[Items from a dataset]
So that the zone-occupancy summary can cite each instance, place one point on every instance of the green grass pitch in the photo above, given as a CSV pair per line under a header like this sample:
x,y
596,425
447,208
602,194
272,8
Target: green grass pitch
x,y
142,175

● YOUR ASSIGNMENT:
Using the exact wording, repeat all the entries.

● TASK SOLUTION:
So that the zone-occupancy summary can cite each instance, place one point on every instance of the green grass pitch in the photo above, given as a CSV pair per line under a header like this sample:
x,y
596,425
447,208
602,194
272,8
Target: green grass pitch
x,y
142,175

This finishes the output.